* **PAGE EXTRACT**:
◆ ◆ ◆ ◆ ◆ ◆ ◆

JULIE JANSON is a Burruberongal woman of Darug Aboriginal nation. Her career as a playwright began when she wrote and directed plays in remote Australian Northern Territory Aboriginal communities. She is now a novelist and award-winning poet. Her latest novel Compassion is the sequel to her Barbara Jefferis Award shortlisted novel Benevolence and explores the lives of Aboriginal women during the 1800s in colonial New South Wales.

I’m reading Chris Hammer’s Silver, a children’s book Walking with the Seasons in Kakadu, Cormac McCarthy’s Child of God and I’m trying to read Alexis Wright’s Praiseworthy. I recently read the wonderful Women and Children by Tony Birch, the heartbreaking Killing for Country by David Marr and Gary Lonesborough’s insightful YA We Didn’t Think It Through.

Puckoon by Spike Milligan and A Midsummer Night’s Dream by William Shakespeare.
What are some of your favourite childhood books?
The Red Balloon, The Secret Garden, and Winnie the Pooh. Then when I was older I read all the plays by Ionesco, Tennesee Williams and Eugene O’Neil. I was a peculiar teenager.

The Tasmanian Trilogy by Jock Serong and Judy Nunn’s historical sagas.
What books have gotten under your skin?
Dostoyevsky’s Crime and Punishment, Charlotte Brontë’s Jane Eyre and all of Dickens.
Which authors do you greatly admire?
Charlotte Brontë, Charles Dickens, Xavier Herbert, Nardi Simpson, Tony Birch, Jack Davis, Eva Johnson, Annie Proulx, Anthony Powers,
Alice Walker, on and on.

I felt that there was still some investigation to be carried out for my great-great-grandmother Mary Thomas who was born at the Blacktown Road Blacks’ camp in 1832. Benevolence took the story back to her mother who was a traditional Burruberongal woman of Darug nation. I wanted to find out what happened to the child who was abandoned at a prospect farm.
Part true history and part imagination. I found on TROVE that Mary Thomas (Eleanor James) was tried in the Windsor Magistrate’s court in the 1850s for three crimes: first for stealing nine fowls, then for stealing cattle and last of all a herd of horses. That last crime was a hanging offence in the colony of NSW. Her male partner in crime was found guilty and taken to the Paramatta Insane Asylum where he died. I thought: Now this is a great story and I had to tell it!
Compassion is based on the true-life story of a female Darug horse thief – what kind of research did you undertake for this story?

◆ ◆ ◆ ◆ ◆ ◆ ◆

* **AIM A**:
Swap "Where?" for "At what spot?" in the records between the line holding "Can you find the airplane?" and the end of the records, inclusive, and give those lines back with nothing else changed.
The records below the interview are unrelated to it.

* **EXCERPTED DATA**:
◆ ◆ ◆ ◆ ◆ ◆ ◆

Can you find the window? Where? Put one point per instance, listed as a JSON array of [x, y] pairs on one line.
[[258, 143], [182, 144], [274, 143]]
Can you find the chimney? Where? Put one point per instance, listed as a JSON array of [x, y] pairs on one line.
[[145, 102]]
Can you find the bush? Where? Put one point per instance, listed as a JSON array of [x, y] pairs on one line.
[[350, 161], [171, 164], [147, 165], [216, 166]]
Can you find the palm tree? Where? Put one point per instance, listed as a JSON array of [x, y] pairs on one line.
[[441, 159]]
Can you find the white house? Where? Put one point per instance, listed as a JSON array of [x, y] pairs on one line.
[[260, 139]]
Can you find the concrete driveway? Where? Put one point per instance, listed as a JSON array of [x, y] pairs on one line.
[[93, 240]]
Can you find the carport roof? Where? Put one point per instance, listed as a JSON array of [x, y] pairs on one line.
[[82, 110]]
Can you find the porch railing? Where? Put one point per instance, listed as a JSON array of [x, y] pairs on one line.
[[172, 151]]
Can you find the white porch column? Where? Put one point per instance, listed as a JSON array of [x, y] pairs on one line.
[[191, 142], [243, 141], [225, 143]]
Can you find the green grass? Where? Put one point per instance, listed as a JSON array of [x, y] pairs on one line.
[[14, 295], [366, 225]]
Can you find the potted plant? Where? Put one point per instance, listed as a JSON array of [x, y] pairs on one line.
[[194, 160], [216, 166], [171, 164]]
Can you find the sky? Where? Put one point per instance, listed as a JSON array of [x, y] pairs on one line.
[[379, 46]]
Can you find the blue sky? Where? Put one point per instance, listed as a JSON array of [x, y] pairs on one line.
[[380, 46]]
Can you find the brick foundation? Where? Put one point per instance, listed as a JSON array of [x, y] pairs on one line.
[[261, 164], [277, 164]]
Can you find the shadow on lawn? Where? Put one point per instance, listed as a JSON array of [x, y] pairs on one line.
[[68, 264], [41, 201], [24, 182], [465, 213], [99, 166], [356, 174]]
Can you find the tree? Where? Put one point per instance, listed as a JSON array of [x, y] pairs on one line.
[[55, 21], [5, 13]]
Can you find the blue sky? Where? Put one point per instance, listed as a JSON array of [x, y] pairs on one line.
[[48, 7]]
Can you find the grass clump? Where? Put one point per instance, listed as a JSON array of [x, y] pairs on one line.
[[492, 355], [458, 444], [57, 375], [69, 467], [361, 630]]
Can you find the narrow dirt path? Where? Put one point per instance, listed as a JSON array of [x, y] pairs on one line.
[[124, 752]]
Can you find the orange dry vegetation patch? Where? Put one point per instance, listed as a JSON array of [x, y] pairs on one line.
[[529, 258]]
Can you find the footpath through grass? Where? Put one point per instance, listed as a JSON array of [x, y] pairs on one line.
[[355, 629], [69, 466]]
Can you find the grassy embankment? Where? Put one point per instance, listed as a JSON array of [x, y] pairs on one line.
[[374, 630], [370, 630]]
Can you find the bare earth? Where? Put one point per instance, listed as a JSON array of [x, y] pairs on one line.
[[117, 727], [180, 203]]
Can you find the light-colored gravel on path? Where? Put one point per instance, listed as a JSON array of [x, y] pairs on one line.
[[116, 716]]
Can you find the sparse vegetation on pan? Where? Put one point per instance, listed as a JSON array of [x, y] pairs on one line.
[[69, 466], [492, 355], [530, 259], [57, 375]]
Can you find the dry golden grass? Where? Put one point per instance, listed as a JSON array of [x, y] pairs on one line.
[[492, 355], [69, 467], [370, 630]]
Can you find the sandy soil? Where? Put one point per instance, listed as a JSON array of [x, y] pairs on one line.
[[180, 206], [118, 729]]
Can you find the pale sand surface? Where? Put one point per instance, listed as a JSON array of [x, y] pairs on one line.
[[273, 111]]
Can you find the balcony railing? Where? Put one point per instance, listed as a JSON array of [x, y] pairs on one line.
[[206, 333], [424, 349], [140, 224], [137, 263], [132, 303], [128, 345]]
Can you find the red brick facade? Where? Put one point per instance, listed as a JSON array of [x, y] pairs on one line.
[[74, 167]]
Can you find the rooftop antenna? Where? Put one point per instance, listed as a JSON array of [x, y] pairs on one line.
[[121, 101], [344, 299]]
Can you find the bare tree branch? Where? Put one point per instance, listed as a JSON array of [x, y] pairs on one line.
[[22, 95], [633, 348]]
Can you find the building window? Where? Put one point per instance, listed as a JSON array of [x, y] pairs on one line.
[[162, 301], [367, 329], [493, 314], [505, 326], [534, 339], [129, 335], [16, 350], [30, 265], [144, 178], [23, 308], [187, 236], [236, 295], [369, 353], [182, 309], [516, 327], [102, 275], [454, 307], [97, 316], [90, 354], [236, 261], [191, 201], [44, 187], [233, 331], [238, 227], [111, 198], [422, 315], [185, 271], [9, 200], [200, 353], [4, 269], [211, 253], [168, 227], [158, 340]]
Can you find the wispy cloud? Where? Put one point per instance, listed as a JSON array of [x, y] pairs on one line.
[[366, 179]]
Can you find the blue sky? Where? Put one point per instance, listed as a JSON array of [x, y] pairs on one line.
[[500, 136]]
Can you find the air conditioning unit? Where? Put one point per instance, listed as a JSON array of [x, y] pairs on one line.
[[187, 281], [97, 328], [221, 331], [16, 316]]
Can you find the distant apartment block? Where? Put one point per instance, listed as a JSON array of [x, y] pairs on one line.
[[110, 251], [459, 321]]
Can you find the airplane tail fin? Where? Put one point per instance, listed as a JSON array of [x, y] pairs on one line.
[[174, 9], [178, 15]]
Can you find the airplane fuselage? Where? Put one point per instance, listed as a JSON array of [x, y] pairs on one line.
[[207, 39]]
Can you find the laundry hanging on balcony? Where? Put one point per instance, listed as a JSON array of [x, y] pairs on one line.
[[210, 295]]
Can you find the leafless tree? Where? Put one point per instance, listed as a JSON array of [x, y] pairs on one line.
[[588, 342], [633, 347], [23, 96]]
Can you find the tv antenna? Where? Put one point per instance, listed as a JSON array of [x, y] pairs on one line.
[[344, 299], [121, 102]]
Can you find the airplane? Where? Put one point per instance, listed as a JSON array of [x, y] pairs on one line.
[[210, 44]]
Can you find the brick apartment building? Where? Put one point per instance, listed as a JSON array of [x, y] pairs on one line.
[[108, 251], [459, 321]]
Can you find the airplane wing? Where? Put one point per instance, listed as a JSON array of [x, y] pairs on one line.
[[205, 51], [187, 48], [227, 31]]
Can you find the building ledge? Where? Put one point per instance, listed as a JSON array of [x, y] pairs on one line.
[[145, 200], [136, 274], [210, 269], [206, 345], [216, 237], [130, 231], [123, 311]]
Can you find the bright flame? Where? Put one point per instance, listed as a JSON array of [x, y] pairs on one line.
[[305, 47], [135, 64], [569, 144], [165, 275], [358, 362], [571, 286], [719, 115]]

◆ ◆ ◆ ◆ ◆ ◆ ◆

* **AIM B**:
Pick up the interview with Julie Janson after its last line and keep it going.

* **RESULT A**:
Can you find the airplane? At what spot? Put one point per instance, listed as a JSON array of [x, y] pairs on one line.
[[210, 44]]
Can you find the brick apartment building? At what spot? Put one point per instance, listed as a JSON array of [x, y] pairs on one line.
[[108, 251], [459, 321]]
Can you find the airplane wing? At what spot? Put one point per instance, listed as a JSON array of [x, y] pairs on one line.
[[205, 51], [187, 48], [227, 31]]
Can you find the building ledge? At what spot? Put one point per instance, listed as a JSON array of [x, y] pairs on one line.
[[145, 200], [136, 274], [210, 269], [206, 345], [216, 237], [130, 231], [123, 311]]
Can you find the bright flame? At what spot? Put one point per instance, listed as a JSON array of [x, y] pairs on one line.
[[305, 47], [135, 64], [569, 144], [165, 275], [358, 362], [571, 286], [719, 115]]

* **RESULT B**:
Historical fiction requires a great deal of research both from history books, libraries such as the NSW State Library but also from oral history from Aboriginal Elders. I had carried out five years of extensive research for historyofaboriginalsydney.edu.au while working as a researcher and this website is full of wonderful material. Also the appropriate First Nations protocols require consultation with the correct Indigenous groups and Nations, so I spent some time researching around the Newcastle area and spoke at length with Professor John Maynard and other Elders.

Family relationships always filter through in novels. My brother Brian suffered from terrible mental illness, but when he was young he was a beloved brother. In Compassion I tried to bring forward how we have love for family despite losing them to mental health issues. I also have my father and mother and childhood spent in the Boronia Park and Hawkesbury bush inside my head.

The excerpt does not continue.